— BEGIN Dataset extract —

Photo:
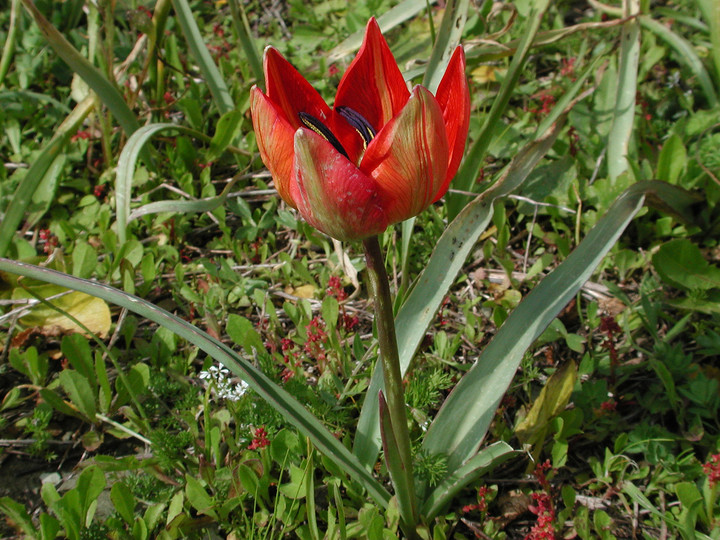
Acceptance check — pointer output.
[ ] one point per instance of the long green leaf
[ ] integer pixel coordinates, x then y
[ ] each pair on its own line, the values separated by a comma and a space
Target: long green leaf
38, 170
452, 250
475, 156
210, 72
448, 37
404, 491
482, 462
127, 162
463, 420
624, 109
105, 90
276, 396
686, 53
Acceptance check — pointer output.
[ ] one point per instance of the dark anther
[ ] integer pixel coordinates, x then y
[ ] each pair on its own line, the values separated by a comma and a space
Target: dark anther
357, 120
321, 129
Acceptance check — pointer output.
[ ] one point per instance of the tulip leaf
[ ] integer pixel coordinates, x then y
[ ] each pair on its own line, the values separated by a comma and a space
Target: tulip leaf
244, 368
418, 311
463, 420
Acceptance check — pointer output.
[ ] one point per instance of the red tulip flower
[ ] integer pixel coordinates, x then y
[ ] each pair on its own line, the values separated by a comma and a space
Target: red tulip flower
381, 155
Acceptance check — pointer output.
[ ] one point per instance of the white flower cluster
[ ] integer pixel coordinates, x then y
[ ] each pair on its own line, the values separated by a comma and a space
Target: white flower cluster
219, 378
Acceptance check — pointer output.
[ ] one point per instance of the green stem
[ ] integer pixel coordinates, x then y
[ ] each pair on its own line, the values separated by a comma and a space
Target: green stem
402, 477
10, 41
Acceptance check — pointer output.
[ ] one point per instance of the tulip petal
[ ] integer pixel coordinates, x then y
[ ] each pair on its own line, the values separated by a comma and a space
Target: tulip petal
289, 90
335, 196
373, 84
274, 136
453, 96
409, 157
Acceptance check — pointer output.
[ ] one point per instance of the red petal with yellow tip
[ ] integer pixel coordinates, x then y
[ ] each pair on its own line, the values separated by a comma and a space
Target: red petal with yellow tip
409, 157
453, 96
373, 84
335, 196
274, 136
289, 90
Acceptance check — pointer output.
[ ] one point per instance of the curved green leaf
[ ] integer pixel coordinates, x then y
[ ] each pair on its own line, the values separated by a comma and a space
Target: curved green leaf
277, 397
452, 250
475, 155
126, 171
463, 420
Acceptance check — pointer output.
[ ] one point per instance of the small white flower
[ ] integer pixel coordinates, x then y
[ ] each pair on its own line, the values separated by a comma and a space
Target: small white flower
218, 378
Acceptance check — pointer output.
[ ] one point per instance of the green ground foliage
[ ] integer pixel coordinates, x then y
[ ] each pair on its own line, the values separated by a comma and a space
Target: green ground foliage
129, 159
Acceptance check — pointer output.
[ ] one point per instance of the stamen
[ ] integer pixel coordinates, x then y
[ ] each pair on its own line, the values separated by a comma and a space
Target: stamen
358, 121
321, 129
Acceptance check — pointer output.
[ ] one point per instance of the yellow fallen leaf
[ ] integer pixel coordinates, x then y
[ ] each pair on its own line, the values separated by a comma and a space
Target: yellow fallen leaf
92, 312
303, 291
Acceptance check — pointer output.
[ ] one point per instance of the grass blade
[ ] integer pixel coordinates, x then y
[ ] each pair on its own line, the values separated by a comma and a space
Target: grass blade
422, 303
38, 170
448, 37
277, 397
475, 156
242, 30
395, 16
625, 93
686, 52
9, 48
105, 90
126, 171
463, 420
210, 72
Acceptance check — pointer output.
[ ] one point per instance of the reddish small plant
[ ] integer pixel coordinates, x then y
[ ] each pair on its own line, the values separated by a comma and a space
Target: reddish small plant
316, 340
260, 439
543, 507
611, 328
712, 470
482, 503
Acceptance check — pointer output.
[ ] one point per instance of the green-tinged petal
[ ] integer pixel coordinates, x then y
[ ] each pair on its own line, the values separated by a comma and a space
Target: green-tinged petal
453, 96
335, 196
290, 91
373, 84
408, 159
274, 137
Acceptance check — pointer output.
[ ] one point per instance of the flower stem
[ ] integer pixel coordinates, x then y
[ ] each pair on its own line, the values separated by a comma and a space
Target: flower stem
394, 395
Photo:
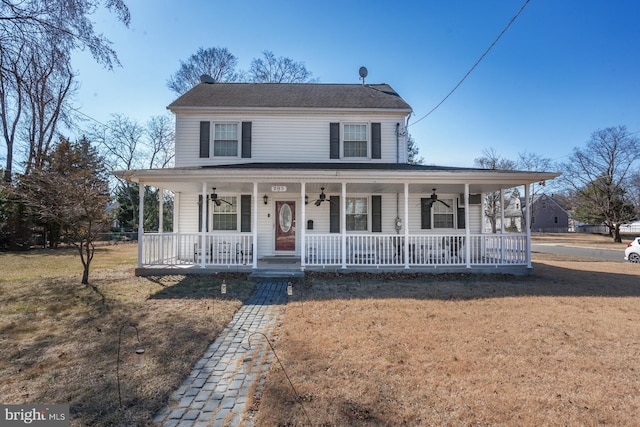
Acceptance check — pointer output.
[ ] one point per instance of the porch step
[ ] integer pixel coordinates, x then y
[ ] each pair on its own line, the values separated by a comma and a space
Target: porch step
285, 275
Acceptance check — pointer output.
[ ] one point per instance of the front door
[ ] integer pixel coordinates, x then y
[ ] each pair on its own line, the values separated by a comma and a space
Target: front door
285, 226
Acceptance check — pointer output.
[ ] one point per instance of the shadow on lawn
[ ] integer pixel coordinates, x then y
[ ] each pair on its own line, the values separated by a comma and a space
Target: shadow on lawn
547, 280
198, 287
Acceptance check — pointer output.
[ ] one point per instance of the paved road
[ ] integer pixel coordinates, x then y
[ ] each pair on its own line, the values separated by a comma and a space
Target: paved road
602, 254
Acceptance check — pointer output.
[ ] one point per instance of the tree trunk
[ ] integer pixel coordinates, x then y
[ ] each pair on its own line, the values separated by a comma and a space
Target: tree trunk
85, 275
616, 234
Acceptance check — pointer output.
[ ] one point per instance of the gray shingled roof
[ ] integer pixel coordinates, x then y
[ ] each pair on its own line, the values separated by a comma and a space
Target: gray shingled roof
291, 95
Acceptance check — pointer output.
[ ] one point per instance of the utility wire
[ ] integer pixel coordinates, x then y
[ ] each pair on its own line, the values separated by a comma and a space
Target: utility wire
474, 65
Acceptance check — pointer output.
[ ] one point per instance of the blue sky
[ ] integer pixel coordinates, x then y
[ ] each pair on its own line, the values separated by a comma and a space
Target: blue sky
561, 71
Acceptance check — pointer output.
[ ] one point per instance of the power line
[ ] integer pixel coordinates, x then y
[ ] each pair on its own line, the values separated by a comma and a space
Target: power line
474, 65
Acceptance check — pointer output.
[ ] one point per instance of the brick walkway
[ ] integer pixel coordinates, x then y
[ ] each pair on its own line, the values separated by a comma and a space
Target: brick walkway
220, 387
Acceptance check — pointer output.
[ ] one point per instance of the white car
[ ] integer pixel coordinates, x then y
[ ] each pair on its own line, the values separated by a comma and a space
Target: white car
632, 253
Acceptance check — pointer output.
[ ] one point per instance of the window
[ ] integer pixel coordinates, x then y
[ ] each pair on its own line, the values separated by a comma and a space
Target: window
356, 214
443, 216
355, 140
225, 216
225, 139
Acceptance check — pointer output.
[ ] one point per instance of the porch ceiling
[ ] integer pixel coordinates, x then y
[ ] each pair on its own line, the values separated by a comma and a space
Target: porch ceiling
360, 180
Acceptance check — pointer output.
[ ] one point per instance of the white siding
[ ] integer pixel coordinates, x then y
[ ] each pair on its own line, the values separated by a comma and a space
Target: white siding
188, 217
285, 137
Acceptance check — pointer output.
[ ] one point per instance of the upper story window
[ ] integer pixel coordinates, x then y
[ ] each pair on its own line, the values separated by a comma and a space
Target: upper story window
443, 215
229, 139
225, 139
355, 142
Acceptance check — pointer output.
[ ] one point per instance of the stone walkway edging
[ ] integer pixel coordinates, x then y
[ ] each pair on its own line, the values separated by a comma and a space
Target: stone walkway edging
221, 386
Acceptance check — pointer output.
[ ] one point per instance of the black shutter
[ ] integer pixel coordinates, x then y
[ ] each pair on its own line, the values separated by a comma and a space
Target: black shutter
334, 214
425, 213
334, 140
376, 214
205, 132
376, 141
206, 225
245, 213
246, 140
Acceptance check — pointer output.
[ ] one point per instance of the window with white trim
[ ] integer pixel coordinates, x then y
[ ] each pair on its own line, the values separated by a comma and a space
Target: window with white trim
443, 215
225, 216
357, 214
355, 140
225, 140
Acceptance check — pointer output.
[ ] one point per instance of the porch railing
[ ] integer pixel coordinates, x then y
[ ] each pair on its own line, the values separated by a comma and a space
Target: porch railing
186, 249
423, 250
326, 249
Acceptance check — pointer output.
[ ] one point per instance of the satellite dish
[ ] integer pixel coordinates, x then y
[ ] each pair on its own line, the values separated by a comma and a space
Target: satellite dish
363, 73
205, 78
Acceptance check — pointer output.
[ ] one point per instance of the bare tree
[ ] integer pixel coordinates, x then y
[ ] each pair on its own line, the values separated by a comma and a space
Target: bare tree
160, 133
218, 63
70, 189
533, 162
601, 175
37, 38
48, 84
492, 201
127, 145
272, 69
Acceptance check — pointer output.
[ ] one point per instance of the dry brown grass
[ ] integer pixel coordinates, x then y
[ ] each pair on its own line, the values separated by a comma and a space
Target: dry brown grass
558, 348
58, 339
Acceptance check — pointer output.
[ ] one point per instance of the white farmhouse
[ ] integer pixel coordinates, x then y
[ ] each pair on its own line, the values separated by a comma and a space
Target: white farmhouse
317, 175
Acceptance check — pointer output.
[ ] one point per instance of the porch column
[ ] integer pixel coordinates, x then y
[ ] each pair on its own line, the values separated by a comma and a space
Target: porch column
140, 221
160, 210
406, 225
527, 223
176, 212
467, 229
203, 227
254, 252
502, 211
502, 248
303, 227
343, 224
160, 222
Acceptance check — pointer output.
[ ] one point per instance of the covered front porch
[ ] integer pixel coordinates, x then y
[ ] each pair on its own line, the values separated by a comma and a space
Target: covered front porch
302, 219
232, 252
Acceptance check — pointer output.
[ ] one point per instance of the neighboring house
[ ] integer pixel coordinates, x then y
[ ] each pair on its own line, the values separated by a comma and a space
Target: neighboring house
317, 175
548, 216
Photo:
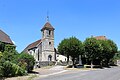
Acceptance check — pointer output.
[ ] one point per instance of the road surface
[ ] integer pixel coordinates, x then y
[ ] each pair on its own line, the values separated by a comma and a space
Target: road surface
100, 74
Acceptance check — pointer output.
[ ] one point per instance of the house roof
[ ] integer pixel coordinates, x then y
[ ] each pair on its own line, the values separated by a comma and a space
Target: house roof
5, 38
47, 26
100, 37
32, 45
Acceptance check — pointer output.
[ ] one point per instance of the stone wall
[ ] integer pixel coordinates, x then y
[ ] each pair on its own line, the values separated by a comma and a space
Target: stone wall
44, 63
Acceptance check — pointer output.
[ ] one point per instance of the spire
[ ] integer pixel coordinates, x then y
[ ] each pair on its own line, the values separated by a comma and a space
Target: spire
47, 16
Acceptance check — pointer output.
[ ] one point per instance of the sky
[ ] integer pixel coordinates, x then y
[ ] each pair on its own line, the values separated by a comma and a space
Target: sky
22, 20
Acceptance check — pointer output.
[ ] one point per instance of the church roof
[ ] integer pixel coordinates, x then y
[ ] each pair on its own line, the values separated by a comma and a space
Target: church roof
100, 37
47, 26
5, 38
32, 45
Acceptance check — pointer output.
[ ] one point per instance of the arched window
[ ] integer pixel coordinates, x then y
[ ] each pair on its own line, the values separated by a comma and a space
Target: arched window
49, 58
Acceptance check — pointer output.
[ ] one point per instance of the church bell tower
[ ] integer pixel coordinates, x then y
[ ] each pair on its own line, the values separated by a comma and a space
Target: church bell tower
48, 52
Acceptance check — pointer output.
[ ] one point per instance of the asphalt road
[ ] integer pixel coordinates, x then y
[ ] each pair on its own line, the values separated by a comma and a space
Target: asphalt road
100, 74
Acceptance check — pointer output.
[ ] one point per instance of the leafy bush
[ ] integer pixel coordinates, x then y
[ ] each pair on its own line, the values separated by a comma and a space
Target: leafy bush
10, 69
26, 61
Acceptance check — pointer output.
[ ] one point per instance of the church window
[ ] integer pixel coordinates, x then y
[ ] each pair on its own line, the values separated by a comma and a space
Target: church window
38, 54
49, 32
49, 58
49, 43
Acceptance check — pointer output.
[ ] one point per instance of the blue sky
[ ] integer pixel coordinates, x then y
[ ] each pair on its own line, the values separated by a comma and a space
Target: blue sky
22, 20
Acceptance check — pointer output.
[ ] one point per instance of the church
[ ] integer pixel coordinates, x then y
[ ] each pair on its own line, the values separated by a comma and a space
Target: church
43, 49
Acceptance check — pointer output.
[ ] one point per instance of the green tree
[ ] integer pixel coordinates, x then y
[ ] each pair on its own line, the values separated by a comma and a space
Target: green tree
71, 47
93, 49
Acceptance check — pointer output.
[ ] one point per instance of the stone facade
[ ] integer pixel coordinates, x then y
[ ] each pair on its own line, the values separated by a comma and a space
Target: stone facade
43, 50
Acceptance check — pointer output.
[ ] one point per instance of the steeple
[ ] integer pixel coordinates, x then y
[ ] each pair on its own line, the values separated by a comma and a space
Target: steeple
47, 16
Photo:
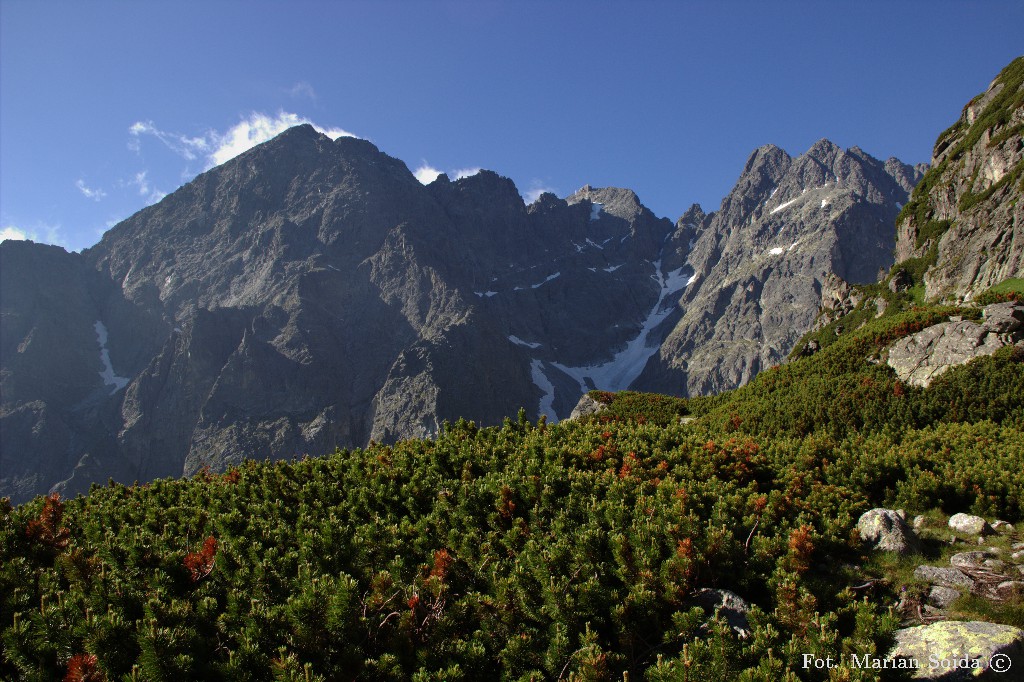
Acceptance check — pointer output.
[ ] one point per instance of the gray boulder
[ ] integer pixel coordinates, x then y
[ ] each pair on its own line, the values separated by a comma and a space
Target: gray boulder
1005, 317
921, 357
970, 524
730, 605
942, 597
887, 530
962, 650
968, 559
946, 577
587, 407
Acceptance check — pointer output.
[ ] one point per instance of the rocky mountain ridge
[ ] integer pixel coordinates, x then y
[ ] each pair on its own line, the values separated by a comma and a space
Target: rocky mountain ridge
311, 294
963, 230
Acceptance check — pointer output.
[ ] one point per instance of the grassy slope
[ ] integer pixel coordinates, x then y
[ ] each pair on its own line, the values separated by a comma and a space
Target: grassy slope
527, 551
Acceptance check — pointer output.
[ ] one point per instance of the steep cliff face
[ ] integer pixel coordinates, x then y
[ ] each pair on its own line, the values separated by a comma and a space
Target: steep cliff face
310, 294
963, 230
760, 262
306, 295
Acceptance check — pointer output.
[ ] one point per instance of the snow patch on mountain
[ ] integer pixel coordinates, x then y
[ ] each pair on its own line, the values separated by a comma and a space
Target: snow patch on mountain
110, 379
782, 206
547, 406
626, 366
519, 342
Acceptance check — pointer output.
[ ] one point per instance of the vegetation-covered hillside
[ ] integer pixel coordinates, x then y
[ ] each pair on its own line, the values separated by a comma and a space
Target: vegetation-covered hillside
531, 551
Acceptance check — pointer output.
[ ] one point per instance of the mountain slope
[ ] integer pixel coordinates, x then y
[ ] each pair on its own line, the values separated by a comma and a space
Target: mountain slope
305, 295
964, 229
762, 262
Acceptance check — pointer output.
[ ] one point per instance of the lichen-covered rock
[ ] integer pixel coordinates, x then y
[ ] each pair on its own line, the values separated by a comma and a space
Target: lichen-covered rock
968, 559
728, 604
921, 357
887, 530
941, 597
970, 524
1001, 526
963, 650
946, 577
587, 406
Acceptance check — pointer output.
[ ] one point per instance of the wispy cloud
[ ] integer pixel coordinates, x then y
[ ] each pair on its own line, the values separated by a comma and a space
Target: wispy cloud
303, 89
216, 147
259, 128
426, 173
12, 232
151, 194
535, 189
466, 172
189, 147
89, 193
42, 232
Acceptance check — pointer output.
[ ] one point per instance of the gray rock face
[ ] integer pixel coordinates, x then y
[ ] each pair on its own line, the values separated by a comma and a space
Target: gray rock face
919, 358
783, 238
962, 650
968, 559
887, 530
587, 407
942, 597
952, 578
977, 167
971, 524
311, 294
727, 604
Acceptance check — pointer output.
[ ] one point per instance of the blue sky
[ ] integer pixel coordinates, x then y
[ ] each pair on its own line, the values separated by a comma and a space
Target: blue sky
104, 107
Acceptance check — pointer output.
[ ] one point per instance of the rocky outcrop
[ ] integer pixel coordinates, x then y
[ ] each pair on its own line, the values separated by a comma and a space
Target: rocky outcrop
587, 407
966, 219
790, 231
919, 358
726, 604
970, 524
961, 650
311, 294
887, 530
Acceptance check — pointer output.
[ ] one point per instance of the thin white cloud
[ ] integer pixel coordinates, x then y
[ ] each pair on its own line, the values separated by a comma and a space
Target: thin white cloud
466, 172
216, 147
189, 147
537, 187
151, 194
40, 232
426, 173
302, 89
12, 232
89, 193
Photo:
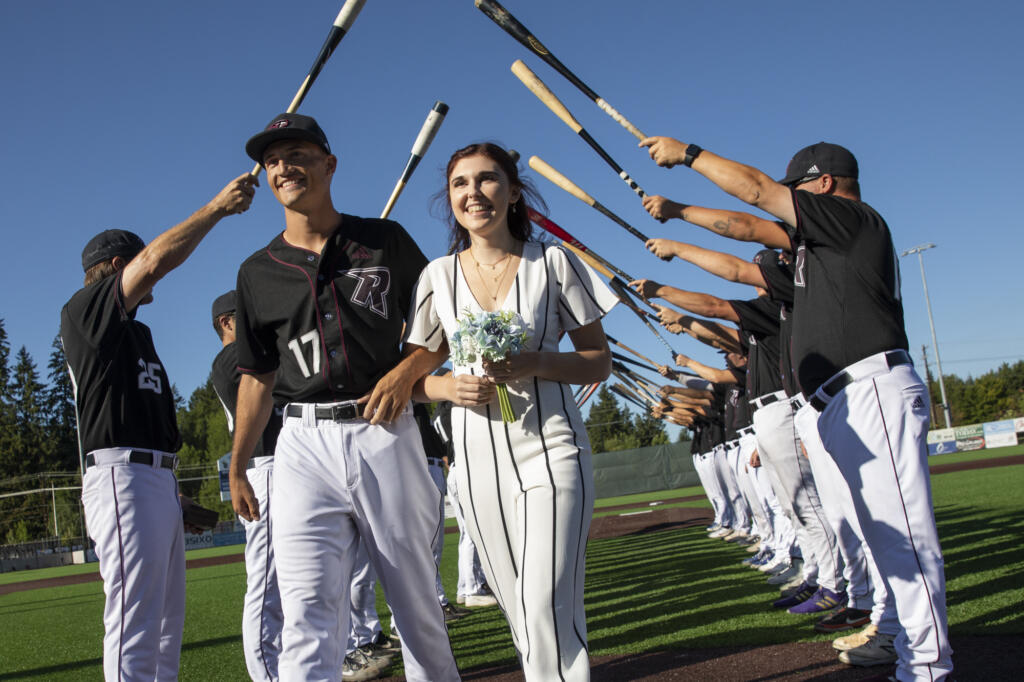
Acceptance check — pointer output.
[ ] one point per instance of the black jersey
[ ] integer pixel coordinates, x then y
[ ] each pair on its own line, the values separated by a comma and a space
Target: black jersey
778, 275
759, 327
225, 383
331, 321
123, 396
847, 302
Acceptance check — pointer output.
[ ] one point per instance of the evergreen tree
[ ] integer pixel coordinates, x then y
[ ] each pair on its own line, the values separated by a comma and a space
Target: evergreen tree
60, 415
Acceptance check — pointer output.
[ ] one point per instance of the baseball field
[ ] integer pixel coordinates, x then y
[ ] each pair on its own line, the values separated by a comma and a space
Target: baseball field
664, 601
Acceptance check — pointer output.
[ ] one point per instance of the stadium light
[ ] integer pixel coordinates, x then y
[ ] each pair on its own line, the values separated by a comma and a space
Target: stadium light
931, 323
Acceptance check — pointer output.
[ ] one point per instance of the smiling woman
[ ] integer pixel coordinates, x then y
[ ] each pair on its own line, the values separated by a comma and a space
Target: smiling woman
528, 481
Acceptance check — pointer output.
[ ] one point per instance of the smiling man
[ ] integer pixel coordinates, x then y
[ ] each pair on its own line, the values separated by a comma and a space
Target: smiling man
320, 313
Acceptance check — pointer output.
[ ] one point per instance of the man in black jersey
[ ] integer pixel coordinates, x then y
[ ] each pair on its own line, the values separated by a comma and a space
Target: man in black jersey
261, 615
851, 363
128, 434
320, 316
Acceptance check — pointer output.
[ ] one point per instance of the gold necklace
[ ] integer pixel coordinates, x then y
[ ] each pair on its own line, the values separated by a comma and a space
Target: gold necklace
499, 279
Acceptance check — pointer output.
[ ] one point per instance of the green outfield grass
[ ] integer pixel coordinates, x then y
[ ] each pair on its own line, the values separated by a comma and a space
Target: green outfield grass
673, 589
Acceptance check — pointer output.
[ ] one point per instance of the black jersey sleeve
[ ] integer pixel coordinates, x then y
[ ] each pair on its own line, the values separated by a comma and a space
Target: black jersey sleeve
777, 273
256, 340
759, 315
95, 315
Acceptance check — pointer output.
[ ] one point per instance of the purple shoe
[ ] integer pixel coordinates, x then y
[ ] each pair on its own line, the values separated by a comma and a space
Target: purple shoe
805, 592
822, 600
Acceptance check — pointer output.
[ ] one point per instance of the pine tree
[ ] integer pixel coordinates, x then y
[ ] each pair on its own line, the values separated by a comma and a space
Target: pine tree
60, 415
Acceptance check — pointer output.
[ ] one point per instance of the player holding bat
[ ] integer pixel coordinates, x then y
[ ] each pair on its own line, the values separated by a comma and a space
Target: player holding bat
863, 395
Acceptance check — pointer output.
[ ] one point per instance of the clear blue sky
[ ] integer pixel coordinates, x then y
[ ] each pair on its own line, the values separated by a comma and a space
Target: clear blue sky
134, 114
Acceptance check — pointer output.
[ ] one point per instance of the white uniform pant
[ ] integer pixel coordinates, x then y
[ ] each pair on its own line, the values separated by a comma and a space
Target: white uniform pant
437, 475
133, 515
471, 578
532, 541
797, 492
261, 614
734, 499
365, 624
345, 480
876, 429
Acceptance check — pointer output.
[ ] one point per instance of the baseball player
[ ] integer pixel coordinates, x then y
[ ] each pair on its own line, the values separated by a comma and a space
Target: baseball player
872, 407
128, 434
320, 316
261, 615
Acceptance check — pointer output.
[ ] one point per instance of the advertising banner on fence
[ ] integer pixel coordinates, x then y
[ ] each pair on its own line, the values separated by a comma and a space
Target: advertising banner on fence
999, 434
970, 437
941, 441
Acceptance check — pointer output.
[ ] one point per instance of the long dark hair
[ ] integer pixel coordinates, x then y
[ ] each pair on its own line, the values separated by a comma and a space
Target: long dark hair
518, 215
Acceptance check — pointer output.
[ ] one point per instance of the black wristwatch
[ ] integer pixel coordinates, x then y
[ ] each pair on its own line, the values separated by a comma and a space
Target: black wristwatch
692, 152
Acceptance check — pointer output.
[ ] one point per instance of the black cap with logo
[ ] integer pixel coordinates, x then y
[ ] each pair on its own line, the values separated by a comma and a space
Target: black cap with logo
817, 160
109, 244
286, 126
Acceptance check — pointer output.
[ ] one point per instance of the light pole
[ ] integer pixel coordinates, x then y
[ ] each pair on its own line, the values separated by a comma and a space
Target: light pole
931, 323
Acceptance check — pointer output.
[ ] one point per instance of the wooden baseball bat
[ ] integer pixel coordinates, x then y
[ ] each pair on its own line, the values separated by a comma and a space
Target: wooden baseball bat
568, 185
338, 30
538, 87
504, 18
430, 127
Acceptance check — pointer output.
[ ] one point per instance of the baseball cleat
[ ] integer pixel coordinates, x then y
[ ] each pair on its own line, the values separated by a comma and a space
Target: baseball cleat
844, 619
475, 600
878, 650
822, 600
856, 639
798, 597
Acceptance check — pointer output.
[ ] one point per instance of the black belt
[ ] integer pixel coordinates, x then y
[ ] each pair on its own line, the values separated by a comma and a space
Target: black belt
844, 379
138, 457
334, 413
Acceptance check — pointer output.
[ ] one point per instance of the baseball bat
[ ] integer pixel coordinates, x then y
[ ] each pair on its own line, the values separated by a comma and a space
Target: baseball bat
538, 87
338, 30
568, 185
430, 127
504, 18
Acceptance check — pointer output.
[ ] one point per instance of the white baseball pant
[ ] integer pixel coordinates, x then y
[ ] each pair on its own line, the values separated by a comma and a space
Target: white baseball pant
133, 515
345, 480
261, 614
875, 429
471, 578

— END Dataset extract —

> [Short task]: Report every line in the entries above that contains the word "paved", treating uppercase and lowercase as different.

> [The solution]:
[ ] one point per instance of the paved road
Target: paved road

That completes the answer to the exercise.